Extract:
<<<<

Hi John, all,

John:
> I think we have to interpret the term as significant in indicating at once,
> two differing levels.  Social patterns exhibit competing wills, intellect
> frees us from social constraints.  Thus, the will that is free, is a 4th
> level phenomenon and "free" is significant because it clarifies this freedom
> from mere social patterns of predictability and control.  Everybody has a
> will.  But free will, is something gained through intellectual/artistic
> reflection which soars beyond.


Steve:
To summarize my conclusions from all the talk since the spring about
the relationship between free will and the MOQ, I would say that we
ought to distinguish between a (I) metaphysical and a (II)
conventional use of the term "free will."

I. The traditional dilemma between free will and determinism where the
debate is framed around the self as a metaphysical entity is replaced
in the MOQ with Pirsig's notion of DQ as a sort of freedom (as
expressed in Pirsig's "the extent to which one's behavior
follows..."). In this sense, both of the following seem like
reasonable conclusions to me...

>>>>

Given task:
Answer these questions about the exchange on free will.
(a) According to John, what frees us from social constraints?
(b) Which two uses of the term "free will" does Steve say ought to be distinguished?
(c) In the MOQ, what replaces the traditional dilemma between free will and determinism?

Data provided:
<<<<

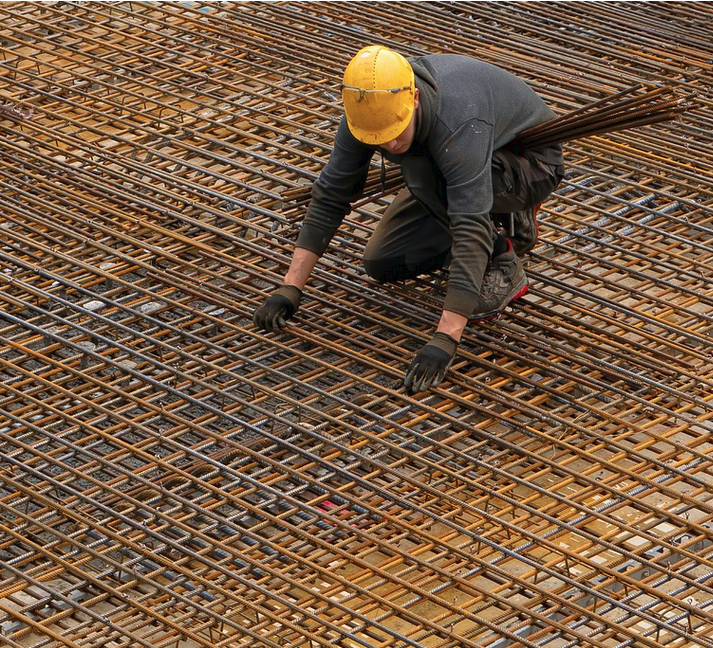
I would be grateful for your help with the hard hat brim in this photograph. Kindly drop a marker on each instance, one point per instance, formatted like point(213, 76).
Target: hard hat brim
point(381, 136)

>>>>

Worked answer:
(a) Intellect.
(b) A metaphysical use and a conventional use.
(c) Pirsig's notion of DQ as a sort of freedom.